### [Given exercise]
Arrange the lines of the listing below, from the line with "Mark every single paved road you detect." through the line with "[292,107,297,126]", as a Markdown table with the columns Row and Line, leaving out any blank lines.

--- START OF Material ---

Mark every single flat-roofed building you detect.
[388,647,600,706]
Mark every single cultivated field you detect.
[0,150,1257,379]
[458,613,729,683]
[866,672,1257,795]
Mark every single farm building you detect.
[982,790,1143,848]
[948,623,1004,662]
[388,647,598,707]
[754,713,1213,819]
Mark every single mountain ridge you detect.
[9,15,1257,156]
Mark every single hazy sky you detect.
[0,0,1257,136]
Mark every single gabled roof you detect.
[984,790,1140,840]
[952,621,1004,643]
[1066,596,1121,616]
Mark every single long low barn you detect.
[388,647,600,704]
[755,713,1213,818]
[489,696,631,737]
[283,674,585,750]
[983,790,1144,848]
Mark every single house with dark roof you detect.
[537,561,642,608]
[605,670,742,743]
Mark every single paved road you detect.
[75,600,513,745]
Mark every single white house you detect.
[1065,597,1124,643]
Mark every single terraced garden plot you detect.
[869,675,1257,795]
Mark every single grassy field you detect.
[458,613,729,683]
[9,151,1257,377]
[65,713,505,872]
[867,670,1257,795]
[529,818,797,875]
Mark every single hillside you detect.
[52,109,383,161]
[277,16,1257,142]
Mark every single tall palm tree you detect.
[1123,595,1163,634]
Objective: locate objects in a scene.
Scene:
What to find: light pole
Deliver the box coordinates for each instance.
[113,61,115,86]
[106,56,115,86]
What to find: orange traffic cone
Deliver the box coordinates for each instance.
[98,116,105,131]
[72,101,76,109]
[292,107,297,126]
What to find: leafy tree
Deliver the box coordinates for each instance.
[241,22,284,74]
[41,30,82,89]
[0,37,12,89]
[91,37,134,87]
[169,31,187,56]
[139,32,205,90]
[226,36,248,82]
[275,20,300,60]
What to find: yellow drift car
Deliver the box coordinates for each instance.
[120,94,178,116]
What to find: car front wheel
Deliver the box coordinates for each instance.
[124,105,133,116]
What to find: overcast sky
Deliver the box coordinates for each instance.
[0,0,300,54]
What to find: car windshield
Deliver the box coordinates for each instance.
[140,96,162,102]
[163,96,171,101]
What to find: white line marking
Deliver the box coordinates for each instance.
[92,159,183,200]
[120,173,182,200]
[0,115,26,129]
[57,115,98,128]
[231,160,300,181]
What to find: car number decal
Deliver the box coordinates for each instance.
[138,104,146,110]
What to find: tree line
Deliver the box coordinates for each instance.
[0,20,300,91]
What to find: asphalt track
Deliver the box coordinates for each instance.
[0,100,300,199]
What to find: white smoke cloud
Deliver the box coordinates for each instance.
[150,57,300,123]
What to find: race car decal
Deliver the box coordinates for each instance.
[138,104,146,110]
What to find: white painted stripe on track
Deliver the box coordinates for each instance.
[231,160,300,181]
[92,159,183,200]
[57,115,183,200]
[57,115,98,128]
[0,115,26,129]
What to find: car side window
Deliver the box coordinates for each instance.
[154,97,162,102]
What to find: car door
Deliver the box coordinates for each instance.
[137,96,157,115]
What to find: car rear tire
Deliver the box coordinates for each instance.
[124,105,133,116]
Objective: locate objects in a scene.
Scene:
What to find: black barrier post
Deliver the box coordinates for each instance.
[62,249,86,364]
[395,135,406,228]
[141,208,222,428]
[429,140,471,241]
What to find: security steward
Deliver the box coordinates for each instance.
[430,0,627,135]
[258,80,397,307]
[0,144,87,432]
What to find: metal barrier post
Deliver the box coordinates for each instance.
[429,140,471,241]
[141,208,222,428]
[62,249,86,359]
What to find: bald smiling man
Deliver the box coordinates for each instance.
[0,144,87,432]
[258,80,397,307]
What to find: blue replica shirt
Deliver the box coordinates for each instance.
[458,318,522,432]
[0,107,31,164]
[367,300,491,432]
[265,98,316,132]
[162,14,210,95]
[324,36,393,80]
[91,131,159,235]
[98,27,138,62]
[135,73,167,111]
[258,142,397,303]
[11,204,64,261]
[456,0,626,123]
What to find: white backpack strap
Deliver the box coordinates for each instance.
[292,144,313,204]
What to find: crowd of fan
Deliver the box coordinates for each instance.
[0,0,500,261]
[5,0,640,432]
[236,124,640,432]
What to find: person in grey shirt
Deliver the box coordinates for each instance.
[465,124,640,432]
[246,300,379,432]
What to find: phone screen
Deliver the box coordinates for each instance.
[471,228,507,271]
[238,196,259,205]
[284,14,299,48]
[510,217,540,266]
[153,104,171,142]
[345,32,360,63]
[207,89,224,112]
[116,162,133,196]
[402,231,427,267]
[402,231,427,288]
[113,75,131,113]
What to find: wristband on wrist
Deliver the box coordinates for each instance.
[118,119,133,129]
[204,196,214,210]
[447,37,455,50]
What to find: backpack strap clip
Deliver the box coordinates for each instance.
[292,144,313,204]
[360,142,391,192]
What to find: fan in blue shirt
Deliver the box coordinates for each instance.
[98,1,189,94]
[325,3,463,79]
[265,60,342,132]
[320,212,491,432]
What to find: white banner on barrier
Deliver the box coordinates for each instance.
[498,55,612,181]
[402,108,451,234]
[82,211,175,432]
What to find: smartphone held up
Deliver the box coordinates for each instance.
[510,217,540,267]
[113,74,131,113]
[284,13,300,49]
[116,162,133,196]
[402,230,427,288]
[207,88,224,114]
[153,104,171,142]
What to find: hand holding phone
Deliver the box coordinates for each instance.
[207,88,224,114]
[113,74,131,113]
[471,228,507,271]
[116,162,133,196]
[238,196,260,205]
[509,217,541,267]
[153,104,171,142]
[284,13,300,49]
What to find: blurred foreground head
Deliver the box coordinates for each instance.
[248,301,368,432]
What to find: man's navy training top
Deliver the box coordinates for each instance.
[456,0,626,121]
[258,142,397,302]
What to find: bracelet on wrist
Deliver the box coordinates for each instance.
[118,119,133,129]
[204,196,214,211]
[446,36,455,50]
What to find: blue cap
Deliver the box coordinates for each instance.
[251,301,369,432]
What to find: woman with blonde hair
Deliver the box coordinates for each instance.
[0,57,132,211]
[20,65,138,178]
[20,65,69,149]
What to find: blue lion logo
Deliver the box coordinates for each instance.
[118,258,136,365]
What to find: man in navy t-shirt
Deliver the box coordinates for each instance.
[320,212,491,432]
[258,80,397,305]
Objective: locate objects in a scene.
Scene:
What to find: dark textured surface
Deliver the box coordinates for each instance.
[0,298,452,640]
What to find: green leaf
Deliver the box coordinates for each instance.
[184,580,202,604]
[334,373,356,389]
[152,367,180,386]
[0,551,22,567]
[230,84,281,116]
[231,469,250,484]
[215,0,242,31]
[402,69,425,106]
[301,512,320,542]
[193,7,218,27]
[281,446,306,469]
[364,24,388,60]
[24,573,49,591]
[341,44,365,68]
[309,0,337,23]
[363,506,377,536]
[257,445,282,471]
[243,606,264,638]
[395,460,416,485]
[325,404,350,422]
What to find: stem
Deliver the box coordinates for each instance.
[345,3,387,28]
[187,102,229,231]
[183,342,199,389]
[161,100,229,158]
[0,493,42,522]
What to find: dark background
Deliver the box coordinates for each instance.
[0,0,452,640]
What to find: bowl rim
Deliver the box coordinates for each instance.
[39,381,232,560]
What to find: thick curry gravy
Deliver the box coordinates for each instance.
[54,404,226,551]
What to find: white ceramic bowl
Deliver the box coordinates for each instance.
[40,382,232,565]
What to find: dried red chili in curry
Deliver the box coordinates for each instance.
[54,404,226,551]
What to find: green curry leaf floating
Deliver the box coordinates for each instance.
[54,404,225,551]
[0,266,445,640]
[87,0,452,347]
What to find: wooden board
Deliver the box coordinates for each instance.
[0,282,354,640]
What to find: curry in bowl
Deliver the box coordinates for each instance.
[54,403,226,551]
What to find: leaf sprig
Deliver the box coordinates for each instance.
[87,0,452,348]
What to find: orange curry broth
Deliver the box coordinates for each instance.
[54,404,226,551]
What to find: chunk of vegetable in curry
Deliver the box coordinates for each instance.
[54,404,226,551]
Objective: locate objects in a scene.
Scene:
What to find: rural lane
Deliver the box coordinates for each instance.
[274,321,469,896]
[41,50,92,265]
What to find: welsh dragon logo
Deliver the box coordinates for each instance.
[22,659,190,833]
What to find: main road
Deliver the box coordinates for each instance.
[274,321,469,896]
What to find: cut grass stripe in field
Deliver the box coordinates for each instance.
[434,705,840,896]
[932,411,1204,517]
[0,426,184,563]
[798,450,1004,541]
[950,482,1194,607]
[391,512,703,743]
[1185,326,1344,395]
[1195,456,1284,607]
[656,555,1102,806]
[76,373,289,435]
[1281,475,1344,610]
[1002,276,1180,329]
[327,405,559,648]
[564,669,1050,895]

--- END OF Material ---

### [Complete answer]
| Row | Line |
|---|---|
| 1 | Mark every single paved road you detect. |
| 2 | [75,600,513,745] |
| 3 | Mark every single white house you detect. |
| 4 | [1065,597,1124,643] |
| 5 | Mark every single terraced garden plot you detect. |
| 6 | [869,675,1257,795] |
| 7 | Mark every single grassy field you detect. |
| 8 | [458,613,729,683] |
| 9 | [9,151,1257,377] |
| 10 | [65,713,505,872] |
| 11 | [867,670,1257,795] |
| 12 | [529,818,797,875] |
| 13 | Mark every single hillside you detect. |
| 14 | [52,109,383,161] |
| 15 | [277,16,1257,142] |
| 16 | Mark every single tall palm tree you detect. |
| 17 | [1123,595,1163,634] |
| 18 | Objective: locate objects in a scene. |
| 19 | Scene: |
| 20 | What to find: light pole |
| 21 | Deliver the box coordinates for each instance. |
| 22 | [113,61,115,86] |
| 23 | [106,56,115,86] |
| 24 | What to find: orange traffic cone |
| 25 | Deliver the box coordinates for each instance. |
| 26 | [98,116,105,131] |
| 27 | [72,101,76,109] |
| 28 | [292,107,297,126] |